* Problèmes à résoudre *
1) Condensez le paragraphe de l'article sur Walt Disney qui commence par « La première règle de Disney est » en conservant ses faits principaux.
2) Poursuivez l'article sur Walt Disney à partir de sa dernière phrase.

Pourquoi vous cache-t-on la vérité sur Walt Disney ?
A l'occasion de la sortie du film "Dans l'ombre de Mary-La promesse de Walt Disney", francetv info revient sur la personnalité controversé du fondateur d'une des plus célèbres usines à rêve américaines.
Y a-t-il des cadavres dans les placards de Cendrillon ? Ou des casseroles embarrassantes dans la cuisine de Ratatouille ? Disney braque la caméra sur ses propres coulisses dans Dans l'ombre de Mary – La promesse de Walt Disney, sur les écrans mercredi 5 mars. Dans ce film (intitulé, en anglais, Saving Mr Banks) de John Lee Hancock, Tom Hanks incarne le héros discret et omniprésent de notre enfance, Walt Disney : dessinateur, businessman, superproducteur et fondateur d'un empire qui fascine depuis plus de soixante-dix ans. Le récit se concentre sur son combat pour convaincre l'auteure australienne P.L Travers de le laisser porter à l'écran l'histoire de son héroïne, Mary Poppins.
Si les critiques s'accordent à dire que le film est une réussite (il affiche le score honorable de 80% sur le site Rotten Tomatoes), certains s'interrogent sur le degré de véracité des faits rapportés.
Monstre sacré, conservateur sexiste, proche des nazis, opportuniste ou victime d'un complot ? A l'occasion de la sortie de cette biographie qui n'en est pas une, francetvinfo revient sur les raisons qui font de Walt Disney un personnage à la fois si populaire et mystérieux.
Parce que Disney, l'entreprise, est obsédée par le contrôle
La première règle de Disney est : on ne laisse pas les autres parler de papa Disney. Egratigné par plusieurs biographies non autorisées par la famille, le patriarche n'a jamais fait l'objet d'un film qui ne soit pas contrôlé par la firme Disney. Jamais la maison mère n'a donné son accord. Du coup, même le documentaire Waking Sleeping Beauty (2009), sur la traversée du désert du groupe au milieu des années 1980 et sa résurrection, est une production Disney. Tout comme celui expliquant que ce n'est pas Disney, mais son collègue Ub Iwerks, qui a donné vie au personnage de Mickey Mouse.

* Jeu de données *
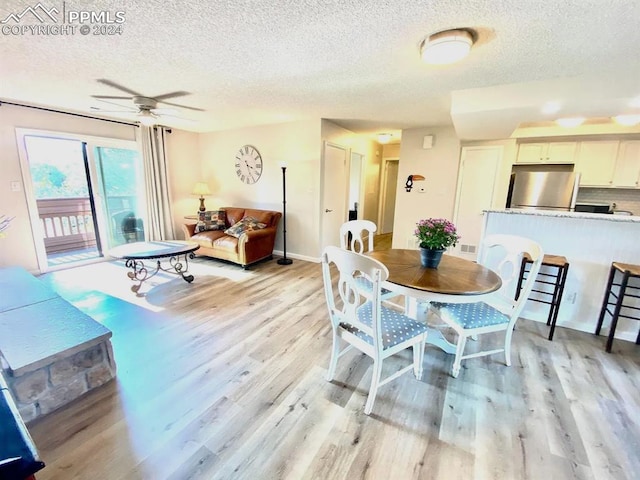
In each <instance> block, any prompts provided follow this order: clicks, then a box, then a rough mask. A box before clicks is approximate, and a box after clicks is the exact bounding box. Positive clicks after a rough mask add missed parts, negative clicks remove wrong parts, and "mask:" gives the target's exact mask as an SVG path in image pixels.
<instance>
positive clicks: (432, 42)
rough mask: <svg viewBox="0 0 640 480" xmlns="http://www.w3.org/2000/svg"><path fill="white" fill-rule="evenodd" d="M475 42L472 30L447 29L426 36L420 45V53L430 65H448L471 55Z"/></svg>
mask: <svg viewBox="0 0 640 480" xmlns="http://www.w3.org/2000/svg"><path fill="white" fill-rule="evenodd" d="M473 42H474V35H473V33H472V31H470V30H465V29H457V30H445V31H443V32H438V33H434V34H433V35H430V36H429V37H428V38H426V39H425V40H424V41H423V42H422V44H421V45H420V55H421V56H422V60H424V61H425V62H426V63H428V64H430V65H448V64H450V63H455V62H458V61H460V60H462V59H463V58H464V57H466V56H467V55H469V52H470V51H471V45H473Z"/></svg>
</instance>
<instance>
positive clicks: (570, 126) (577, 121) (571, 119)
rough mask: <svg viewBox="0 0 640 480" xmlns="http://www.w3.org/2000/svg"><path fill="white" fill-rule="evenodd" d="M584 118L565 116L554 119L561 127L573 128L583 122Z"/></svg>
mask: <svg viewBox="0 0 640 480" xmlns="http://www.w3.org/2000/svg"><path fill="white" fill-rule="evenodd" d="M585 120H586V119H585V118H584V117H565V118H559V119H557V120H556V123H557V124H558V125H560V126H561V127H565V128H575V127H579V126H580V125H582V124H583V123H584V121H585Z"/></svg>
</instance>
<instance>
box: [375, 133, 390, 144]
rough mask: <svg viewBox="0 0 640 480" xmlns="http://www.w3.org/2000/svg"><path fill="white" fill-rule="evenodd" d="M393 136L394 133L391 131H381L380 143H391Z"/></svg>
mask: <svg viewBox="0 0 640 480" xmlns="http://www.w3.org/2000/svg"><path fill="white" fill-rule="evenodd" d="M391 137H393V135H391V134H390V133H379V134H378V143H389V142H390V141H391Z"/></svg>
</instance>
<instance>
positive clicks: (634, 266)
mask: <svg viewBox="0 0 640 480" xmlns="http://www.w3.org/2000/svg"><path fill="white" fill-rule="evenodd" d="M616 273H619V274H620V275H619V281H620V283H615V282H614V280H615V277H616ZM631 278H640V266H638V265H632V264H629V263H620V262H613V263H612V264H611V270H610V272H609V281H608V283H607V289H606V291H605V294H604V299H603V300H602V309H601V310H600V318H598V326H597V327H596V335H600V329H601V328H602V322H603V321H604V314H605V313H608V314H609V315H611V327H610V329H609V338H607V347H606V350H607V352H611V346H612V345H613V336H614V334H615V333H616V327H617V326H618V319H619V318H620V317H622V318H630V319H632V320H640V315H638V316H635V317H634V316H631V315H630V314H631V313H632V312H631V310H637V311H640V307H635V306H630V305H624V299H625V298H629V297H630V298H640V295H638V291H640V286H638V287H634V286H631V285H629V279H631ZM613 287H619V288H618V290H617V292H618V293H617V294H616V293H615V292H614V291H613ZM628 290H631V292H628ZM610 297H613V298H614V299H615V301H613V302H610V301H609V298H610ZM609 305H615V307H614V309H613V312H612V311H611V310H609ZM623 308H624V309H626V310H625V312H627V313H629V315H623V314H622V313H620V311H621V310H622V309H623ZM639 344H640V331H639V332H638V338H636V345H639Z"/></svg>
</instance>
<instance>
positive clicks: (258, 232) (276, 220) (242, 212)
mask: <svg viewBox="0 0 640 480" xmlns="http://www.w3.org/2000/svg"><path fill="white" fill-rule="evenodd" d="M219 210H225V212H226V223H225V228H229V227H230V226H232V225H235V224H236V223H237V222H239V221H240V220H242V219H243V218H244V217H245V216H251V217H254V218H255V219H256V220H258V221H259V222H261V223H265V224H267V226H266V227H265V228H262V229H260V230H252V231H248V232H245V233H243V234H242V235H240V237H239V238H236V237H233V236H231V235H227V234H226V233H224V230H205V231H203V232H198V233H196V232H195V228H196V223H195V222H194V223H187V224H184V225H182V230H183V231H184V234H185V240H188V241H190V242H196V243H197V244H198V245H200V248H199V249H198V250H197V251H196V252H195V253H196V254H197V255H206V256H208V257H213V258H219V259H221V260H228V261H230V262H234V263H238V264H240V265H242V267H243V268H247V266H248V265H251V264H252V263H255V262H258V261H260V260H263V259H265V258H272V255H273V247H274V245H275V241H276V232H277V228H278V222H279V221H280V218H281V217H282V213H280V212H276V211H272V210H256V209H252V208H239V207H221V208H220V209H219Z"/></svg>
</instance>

* Résultats attendus *
1) Disney ne laisse personne d'autre parler de son fondateur. Plusieurs biographies non autorisées par la famille l'ont égratigné, mais aucun film sur lui n'a échappé au contrôle de la firme, qui n'a jamais donné son accord. Même le documentaire Waking Sleeping Beauty (2009) est une production Disney. Il porte sur le passage à vide du groupe au milieu des années 1980 et sur sa résurrection. Il en va de même du documentaire qui attribue la création de Mickey Mouse à Ub Iwerks plutôt qu'à Disney.

2)
Le film de Hancock porte donc encore la signature (celle avec le D qui ressemble tellement à un G) de Disney. Signe qui ne trompe pas, papa Walt apparaît sous les traits de Tom Hanks, l'un des acteurs préférés des Américains. Nous sommes loin de la critique acide d'Escape from Tomorrow, tourné en catimini à Disneyland et présenté au festival de Sundance en 2013, rappelle Vice.
Surtout que la firme est prompte à lâcher les avocats. Elle aurait même songé à acheter le scénario de Dans l'ombre de Mary uniquement pour s'assurer que personne d'autre ne s'en saisisse, explique le site The Wrap. "Nous n'avions jamais eu l'idée ni l'envie de faire un film sur Walt Disney auparavant", argumente, angélique, le patron de la multinationale, Sean Bailey. A l'origine du projet, l'Australien Ian Collie explique : "Nous savions que Walt Disney était un personnage-clé et qu'il nous fallait utiliser des musiques [de Mary Poppins]. Nous savions qu'à un moment, nous devrions nous adresser à Disney."
Interrogée par Slash Film (article en anglais), la scénariste Kelly Marcel s'étonne d'ailleurs d'avoir pu travailler à sa guise ("je sais que cela semble impossible", concède-t-elle). Non sans occulter quelques vérités embarrassantes, déplore un spécialiste américain de la littérature jeunesse. Selon lui, P.L Travers a tellement détesté la Mary Poppins de Disney qu'elle a fondu en larmes pendant la première. Or, dans le film, les sanglots d'Emma Thompson semblent traduire l'émotion. En revanche, l'œuvre laisse entrevoir des aspects moins glamour de la personnalité de Walt Disney, relève-t-il. D'abord, son côté arrogant (lorsqu'il déclare ne pas vouloir inviter cette casse-pied de Travers à ladite première). Puis certains de ses vices : on le devine fumeur et amateur de whisky. Mais il y a pire.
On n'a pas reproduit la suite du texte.